Text excerpt:
Homes can hide dangerous hazards that might harm the owners and their children. Homeowners should be aware of the most common dangers their new home might be hiding so they can avoid harm.
What Are the Most Common Latent Defects?
A latent defect is a problem that is not obvious. It is hidden, and homeowners may not discover the problem for a long time. The most common latent defects are:
· Asbestos. Asbestos is a natural, fibrous material that manufacturers used in insulation and drywall before 1980. Asbestos can cause cancer in anyone who breathes it in or otherwise ingests it. If the material containing asbestos is damaged, the homeowner should hire a professional to remove it safely.
· Lead Paint. Before 1970 manufacturers commonly included lead in household paints. When homeowners attempt to remove the paint by chipping it or sanding it, it can transform into dust or small chips that people might ingest. When ingested at high levels, lead can cause anemia, weakness, and kidney and brain damage. Further, lead can cross the placental barrier. If a mother ingests the paint, it can cause damage to the baby’s nervous system. Homeowners can use a home lead test to determine if their home has lead paint. If it does, they can find online tutorials on how to remove it. The homeowner can also hire professionals.

Questions on the material:
1. Do these statements agree with the text on hidden home defects? Answer yes or no for each, and quote the words of the text that decide it.
(a) Manufacturers used asbestos in insulation and drywall before 1980.
(b) Lead can cross the placental barrier.
(c) Homeowners are told never to remove lead paint themselves.
2. Can you resume the text on hidden home defects, starting after its last sentence?

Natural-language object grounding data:

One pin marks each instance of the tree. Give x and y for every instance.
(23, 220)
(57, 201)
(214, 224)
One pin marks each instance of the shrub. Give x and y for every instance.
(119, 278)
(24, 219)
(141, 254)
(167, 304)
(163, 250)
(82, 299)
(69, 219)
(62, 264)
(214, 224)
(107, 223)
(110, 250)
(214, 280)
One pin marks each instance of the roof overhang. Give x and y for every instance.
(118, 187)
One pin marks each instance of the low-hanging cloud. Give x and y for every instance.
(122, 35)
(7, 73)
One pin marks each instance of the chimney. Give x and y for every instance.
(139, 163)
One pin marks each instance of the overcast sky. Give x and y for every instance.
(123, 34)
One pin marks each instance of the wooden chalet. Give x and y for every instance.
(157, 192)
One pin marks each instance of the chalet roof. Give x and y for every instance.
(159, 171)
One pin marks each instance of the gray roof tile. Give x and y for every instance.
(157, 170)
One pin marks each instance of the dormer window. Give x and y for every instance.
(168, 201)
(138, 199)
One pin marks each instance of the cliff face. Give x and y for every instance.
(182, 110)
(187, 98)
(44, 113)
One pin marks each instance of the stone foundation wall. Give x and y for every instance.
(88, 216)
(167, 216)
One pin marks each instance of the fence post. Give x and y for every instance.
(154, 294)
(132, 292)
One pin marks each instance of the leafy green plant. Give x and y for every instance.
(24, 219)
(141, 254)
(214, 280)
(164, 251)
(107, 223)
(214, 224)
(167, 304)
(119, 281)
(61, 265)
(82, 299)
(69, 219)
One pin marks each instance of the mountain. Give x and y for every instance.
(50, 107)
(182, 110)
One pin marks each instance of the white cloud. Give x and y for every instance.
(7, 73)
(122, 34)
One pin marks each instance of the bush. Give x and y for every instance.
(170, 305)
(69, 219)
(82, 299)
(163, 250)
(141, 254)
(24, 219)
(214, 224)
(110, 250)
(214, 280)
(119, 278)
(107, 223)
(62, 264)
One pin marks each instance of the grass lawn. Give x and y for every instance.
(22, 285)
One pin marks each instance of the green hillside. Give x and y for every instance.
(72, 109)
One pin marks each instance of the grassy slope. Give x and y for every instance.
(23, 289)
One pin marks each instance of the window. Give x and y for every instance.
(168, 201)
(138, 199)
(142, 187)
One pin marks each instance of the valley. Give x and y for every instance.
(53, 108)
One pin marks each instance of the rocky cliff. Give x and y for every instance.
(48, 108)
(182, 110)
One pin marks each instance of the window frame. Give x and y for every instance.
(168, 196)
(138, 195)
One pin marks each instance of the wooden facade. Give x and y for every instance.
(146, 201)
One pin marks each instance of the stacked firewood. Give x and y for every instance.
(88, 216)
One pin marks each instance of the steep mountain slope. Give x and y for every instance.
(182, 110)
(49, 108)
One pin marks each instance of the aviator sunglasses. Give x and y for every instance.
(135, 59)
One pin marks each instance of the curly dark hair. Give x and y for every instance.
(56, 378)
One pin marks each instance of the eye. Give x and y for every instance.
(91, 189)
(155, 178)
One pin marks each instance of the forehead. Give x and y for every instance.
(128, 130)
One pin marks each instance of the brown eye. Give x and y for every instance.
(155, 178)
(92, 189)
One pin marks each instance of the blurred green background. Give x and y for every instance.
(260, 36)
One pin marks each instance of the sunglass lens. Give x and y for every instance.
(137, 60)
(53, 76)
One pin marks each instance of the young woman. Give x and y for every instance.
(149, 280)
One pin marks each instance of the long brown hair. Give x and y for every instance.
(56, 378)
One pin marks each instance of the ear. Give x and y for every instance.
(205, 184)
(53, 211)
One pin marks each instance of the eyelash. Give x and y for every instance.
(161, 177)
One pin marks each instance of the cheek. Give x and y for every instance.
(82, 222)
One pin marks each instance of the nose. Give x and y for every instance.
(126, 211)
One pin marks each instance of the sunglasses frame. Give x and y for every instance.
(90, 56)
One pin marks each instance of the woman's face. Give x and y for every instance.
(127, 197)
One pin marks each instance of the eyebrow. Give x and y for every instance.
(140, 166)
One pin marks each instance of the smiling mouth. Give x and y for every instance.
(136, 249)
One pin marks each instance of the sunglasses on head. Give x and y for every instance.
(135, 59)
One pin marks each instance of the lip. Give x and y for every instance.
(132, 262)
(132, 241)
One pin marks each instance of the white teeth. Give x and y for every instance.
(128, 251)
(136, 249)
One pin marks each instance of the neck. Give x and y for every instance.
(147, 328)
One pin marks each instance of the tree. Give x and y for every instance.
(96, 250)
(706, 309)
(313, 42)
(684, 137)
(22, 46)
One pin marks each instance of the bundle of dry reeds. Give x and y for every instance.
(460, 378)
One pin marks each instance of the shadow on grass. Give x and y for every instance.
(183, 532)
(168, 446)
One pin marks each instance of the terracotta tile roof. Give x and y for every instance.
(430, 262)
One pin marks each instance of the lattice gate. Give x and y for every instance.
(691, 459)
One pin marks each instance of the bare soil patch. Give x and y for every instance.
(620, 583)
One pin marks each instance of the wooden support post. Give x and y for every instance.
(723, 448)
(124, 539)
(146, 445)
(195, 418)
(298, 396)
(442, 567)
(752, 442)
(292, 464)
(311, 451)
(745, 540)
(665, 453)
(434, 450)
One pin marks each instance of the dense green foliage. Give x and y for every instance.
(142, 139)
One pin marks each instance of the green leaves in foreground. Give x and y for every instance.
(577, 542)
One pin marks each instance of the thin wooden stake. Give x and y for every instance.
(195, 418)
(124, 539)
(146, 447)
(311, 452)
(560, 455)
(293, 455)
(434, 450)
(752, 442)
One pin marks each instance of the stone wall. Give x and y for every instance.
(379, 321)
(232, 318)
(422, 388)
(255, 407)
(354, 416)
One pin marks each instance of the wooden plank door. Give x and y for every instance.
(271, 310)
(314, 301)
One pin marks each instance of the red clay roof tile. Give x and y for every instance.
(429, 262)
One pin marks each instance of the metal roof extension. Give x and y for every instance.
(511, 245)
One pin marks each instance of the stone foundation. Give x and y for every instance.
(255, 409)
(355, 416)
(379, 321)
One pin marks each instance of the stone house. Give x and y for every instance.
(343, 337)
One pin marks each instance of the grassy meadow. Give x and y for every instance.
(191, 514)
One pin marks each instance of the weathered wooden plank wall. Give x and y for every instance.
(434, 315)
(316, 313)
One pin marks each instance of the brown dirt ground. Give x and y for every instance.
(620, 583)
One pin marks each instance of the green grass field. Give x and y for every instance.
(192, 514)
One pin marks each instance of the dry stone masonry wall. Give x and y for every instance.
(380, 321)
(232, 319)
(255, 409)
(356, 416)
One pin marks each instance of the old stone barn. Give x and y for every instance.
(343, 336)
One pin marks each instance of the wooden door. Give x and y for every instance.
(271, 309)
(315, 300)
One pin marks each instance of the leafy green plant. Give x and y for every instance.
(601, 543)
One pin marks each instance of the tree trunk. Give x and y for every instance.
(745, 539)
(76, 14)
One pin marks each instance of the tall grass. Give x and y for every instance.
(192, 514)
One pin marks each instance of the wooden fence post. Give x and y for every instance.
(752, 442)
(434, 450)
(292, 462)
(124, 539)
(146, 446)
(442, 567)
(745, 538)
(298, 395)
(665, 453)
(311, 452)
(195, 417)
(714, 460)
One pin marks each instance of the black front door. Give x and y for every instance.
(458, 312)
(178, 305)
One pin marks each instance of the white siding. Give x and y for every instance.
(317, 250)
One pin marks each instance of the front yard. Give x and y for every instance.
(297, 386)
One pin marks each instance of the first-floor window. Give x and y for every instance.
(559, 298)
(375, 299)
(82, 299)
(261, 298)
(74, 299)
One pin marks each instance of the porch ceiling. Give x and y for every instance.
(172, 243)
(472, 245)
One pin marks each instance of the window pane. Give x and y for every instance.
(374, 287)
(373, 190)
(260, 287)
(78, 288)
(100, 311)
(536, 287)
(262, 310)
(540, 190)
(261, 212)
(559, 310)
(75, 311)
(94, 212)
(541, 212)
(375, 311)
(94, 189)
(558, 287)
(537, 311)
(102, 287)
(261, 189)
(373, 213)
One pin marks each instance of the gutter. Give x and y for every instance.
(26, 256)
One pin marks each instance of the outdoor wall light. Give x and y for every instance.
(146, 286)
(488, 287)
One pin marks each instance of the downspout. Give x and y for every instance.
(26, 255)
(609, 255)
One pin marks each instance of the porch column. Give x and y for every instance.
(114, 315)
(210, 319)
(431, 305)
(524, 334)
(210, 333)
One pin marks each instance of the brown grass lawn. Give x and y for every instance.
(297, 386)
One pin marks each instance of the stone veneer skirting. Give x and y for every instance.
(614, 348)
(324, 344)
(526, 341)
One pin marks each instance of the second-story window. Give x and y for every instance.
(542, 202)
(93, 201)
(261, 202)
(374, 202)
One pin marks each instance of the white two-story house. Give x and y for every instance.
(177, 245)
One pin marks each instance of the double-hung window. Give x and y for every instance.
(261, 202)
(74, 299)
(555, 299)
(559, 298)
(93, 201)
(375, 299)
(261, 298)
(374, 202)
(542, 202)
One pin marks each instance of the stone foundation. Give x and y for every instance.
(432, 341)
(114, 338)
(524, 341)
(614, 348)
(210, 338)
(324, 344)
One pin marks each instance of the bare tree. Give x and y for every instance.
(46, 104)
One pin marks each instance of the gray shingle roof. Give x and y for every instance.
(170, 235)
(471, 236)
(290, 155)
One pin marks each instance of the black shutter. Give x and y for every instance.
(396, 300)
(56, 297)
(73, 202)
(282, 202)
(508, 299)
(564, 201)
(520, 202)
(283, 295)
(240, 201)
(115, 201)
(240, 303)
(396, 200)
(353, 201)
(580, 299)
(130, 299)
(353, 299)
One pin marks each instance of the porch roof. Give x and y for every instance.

Answers:
1.
(a) Yes: "Asbestos is a natural, fibrous material that manufacturers used in insulation and drywall before 1980."
(b) Yes: "Further, lead can cross the placental barrier."
(c) No: "If it does, they can find online tutorials on how to remove it."

2.
· Carbon Monoxide. Carbon monoxide is a colorless, odorless, flammable gas that is poisonous to humans. It is a byproduct of fuel-burning appliances such as gas stoves and furnaces. A faulty stove, furnace, or fireplace can cause a build-up of dangerous gas. Low levels of carbon monoxide cause headaches, dizziness, disorientation, nausea, and fatigue. High levels can cause impaired vision, vomiting, and even death. Homeowners can avoid carbon monoxide poisoning by installing detectors throughout the house and ensuring that all fuel-burning appliances are installed correctly and are well-ventilated.
· Mold. Mold spores can grow within 24 to 48 hours when moisture is present. They can live on dust, wood, drywall, paint, paper, cotton, and oil. The spores can cause asthma symptoms and allergic reactions. Homeowners can reduce the risk of mold by keeping an eye out for any leaks, keeping rooms well ventilated, and using dehumidifiers to keep rooms under 50% humidity.
· Radon. Radon is a cancer-causing, radioactive gas that comes from uranium. It occurs naturally in soil. Homeowners can purchase a test kit to detect the presence of radon. If they do find radon, they should hire professionals to remediate the problem.
Homeowners can also contact the previous owners to gather more information about the condition of the house. The previous homeowners likely know the property better than anyone else.
What Can Homeowners Do if They Discover Latent Defects?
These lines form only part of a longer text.